*Page*
Sunday, November 25, 2018

Great Turnout for the Turkey Trot Hike

The warm, sunny weather brought quite a turnout for today's hike on the Turkey Trot Trail -- 42 people, 2 dogs, no turkeys. We enjoyed a leisurely walk and dodged a few mud puddles from last night's heavy rain. A good time was had by all! Thanks to all who participated.

Sunday, November 18, 2018

Paugussett Reroute at Indian Well: Blowdown Brook to Hickory Hill

"Before" (looking northbound)
A short but annoying stretch of the Paugussett has been bypassed with a reroute at Indian Well. This section was part of a long, straight walk up a moderately steep slope as the trail climbed up "Hickory Hill" (the hill on which Hickory Lane is located). Because of the long hill, there was a lot of erosion, and a gully about a foot deep had formed in the worst section. At the bottom of the gully was a pile of leaves and of course some random cobbles and sticks under the leaves that could turn an ankle. So you had to go really slow and watch your step. It was just steep enough that a group of hikers in light snow couldn't make it up the hill and were forced to turn back.

"After" (looking southbound)
The reroute curves back and forth along the slope, roughly parallel with the old section. Some parts had to be side-hilled. The new section is less steep, and the curves allow water to drain from the tread before getting up too much speed and washing out the trail. Hiking down the hill is a lot more pleasant now!

Sunday, November 11, 2018

Indian Well Reroute at Bridge

Trail reroute due to an advancing giant gully

CFPA Trail Managers Terry & Teresa Gallagher completed a 300-ft reroute of the Paugussett Trail at Indian Well State Park next to the pedestrian bridge near the beach area. The original trail was pretty steep, but a more serious problem was an advancing gully beside the trail that is 15 to 30 feet deep . The gully threatened to undermine the existing route. The old route descended along the stream, while the new route moves away from the stream quickly.

"Before". Lots of barberry
It probably wasn't done before because of all the thorny barberry. A gas-powered brush cutter really helped.

We'll have to stay on top of the resprouting barberry during the 2019 growing season. We were able to dig some of it out, and will probably dig out more.

Saturday, November 10, 2018

Paugussett Work Party Thoreau Drive

Terry Gallagher and crew install the second fence
The Trails Committee and volunteers worked on the Paugussett Trail north of Thoreau Drive where the trail slips through a twenty-foot-wide open space corridor between houses. The trail was shifted earlier this year after we had the property surveyed and discovered part of the trail was on private property.

Mark Vollaro and Jim Taradine work on the first section of fencing
 After the subdivision was constructed, no one really knew exactly where the open space boundaries were located. Trail managers took a guess and neighbors just mowed whatever the developer had cleared. Once the property line was established, we were able to move the trail to the best location based on the topography. This lead to neighbor concerns that hikers might leave the trail, so a fence needed to be installed in two locations.
John Giliotti attack some rock in the treadway
The new trail tread was also uneven, so volunteers worked at hacking out some ledge and leveling things off.

*Supplied entries*
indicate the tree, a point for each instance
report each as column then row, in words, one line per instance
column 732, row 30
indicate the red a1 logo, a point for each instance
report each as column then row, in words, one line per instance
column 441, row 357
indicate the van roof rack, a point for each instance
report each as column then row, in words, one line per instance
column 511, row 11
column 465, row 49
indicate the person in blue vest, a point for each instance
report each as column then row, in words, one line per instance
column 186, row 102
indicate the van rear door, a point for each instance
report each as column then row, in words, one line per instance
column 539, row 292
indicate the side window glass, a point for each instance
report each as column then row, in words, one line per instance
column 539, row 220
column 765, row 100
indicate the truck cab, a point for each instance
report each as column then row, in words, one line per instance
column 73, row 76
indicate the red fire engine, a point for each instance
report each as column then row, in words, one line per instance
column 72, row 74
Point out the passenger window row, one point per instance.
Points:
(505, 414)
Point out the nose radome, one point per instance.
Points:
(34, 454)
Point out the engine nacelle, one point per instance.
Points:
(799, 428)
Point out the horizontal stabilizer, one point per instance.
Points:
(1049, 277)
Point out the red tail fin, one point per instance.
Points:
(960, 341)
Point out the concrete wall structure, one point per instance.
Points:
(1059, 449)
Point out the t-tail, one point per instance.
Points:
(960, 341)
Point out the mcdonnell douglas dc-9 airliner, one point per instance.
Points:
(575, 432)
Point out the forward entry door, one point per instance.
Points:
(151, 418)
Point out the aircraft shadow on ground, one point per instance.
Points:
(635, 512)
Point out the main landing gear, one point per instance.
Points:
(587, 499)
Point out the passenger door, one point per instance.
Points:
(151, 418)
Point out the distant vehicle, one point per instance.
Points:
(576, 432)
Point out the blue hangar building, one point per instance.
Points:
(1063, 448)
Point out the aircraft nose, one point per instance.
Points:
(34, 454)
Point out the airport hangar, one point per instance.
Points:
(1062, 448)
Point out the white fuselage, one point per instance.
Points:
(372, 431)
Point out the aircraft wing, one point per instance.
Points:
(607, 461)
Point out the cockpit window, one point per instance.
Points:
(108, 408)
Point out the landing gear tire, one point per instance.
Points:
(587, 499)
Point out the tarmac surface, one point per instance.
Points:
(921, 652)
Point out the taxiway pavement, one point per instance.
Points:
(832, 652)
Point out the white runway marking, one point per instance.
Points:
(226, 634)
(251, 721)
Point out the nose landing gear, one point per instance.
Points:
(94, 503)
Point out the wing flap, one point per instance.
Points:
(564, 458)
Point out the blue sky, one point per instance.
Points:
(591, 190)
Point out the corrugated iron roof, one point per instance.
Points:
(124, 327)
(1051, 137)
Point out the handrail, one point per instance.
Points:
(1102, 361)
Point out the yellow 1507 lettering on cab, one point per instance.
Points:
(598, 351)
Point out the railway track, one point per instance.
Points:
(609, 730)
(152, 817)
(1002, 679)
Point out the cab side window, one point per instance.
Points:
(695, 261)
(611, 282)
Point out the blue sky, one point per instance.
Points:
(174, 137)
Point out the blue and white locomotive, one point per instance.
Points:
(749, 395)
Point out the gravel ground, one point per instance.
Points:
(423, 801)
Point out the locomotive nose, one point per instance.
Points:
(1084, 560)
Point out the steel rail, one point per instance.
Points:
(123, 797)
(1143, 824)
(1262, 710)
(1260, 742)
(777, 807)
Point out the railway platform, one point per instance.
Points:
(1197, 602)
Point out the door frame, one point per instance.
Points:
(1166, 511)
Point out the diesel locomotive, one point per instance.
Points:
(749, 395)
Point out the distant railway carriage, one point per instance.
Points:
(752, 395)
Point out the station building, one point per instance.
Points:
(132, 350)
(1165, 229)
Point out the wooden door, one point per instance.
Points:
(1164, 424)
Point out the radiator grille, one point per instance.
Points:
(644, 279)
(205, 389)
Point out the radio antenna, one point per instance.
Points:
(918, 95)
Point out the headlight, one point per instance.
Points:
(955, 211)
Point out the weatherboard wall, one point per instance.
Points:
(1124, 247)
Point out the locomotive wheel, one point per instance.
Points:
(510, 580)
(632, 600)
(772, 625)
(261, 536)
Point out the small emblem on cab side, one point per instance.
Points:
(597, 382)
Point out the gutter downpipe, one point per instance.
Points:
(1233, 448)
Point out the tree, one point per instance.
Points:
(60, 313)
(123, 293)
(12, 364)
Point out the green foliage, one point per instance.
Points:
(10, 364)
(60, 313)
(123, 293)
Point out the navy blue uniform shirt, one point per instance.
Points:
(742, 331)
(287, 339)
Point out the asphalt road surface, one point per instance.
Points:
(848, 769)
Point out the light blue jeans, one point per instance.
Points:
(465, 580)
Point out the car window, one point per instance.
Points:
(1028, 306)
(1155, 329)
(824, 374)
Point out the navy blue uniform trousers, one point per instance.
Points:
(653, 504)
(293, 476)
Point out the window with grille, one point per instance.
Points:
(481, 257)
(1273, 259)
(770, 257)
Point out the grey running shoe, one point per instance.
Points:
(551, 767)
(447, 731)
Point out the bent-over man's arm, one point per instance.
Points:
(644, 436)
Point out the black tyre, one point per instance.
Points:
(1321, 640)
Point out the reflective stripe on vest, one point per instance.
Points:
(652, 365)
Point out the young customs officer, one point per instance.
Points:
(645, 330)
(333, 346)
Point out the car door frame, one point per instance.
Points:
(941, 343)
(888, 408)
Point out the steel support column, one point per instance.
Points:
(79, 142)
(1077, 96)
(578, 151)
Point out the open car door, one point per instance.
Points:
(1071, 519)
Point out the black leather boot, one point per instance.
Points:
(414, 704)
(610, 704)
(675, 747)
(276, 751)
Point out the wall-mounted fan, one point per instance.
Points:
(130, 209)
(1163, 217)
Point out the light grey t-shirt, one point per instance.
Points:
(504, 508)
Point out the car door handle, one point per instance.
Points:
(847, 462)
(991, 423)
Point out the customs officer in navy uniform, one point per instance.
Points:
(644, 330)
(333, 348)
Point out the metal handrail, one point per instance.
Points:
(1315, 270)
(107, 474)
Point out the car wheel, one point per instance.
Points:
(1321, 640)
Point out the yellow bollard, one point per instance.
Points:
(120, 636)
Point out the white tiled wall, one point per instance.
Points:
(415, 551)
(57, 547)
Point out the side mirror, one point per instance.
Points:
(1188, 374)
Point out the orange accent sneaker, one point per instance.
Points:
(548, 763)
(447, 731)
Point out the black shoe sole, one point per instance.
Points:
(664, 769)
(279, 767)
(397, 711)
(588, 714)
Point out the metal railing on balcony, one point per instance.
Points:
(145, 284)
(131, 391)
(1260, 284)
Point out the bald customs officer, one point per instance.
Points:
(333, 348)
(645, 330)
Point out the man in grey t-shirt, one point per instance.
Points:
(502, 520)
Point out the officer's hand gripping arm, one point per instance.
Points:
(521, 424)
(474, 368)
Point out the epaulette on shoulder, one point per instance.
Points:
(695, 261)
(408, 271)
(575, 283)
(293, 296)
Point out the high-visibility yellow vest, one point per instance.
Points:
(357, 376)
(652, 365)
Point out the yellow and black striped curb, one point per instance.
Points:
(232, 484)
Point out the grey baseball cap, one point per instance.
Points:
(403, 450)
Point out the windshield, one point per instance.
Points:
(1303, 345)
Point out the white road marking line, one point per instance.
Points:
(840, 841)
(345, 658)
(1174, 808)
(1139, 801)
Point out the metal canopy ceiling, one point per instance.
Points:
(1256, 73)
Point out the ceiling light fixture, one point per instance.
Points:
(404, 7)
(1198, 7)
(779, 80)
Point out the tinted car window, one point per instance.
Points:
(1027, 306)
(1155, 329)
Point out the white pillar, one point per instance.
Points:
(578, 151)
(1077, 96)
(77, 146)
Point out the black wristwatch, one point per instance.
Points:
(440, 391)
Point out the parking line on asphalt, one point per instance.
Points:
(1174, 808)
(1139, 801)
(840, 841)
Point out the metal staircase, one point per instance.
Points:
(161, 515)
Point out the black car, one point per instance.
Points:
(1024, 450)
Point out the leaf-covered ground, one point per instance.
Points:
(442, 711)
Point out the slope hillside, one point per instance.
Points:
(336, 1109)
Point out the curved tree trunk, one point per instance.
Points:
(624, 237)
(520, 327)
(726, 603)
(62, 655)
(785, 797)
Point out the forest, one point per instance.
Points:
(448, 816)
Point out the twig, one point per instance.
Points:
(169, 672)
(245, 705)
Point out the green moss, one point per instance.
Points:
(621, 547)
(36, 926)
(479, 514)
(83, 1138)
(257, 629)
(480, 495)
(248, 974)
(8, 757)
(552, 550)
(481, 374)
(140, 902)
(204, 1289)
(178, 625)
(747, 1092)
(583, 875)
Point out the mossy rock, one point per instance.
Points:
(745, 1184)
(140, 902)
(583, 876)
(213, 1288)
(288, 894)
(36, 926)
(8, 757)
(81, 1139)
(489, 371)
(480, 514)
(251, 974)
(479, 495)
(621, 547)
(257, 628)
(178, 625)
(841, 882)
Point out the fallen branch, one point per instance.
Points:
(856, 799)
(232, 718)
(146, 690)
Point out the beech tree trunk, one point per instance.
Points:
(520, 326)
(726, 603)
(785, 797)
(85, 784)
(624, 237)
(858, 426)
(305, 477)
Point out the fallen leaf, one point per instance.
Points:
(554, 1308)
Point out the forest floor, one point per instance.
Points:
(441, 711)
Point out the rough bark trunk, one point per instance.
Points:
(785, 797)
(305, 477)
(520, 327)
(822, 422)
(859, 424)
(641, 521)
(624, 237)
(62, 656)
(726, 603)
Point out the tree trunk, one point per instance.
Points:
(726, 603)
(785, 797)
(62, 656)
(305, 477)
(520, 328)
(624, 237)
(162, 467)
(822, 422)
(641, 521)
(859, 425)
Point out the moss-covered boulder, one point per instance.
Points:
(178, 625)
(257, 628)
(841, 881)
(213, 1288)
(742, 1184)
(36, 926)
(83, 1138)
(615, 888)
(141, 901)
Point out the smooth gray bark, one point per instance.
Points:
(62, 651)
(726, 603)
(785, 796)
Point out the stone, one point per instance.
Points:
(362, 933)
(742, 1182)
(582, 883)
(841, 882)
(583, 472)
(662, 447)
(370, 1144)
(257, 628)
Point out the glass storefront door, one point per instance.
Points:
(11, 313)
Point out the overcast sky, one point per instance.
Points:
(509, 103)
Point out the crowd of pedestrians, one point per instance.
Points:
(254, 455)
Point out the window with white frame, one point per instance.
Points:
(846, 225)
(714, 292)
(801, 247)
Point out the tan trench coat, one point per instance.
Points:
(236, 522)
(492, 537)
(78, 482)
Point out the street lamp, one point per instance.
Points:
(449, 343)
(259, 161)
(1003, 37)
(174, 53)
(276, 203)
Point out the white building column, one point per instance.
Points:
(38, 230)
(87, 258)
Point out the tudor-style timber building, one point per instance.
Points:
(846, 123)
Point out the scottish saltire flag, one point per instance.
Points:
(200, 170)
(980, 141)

*To do*
Extend the trail work blog about the Paugussett Trail, picking up after its final sentence. The records are separate material and have no connection to the trail blog.

*Right answer*
Mark Vollaro, Jim Taradine, Luis Isaza, and Val Gosset work on the 2nd fence
Two fences were installed, one with two sections and the other with four sections. Hikers should feel more comfortable in knowing the location of boundaries of the public property on which they walk.

The new fence helps delineate the trail
The opposite side of the twenty-foot open space corridor was previously delineated with some new plantings, allowing room for the new shrubs and trees to grow. It's hoped that the corridor will re-vegetate over the next several years, providing a better hiking experience.  

Paugussett Trail Manager Terry Gallagher is happy with how everything turned out

Friday, November 9, 2018

Paugussett Reroute at the Monroe Border

"After" - Reroute at the top of the obsolete stairs
A long set of steep stairs have been rotting near the Monroe border. New steps are a lot of work, and expensive, too. Purchasing, cutting, and hauling new timbers and stakes is a big job, and that's just the beginning. And then the steps have to keep getting replaced every ten years or so.

"Before" - Top of the rotting stairs
This year, a bypass route was dug into the side of the steep hill, made possible in part by a recent land survey. The stairs were replaced by a switchback that takes hikers directly to the bottom of the hill.
New switchback helps replace the stairs
It was a lot of digging in, but not much more work than replacing the stairs, and it's definitely less work in the long run.

Lower leg of the switchback
Even so, it was a lot of muddy work. Lots of rain this season.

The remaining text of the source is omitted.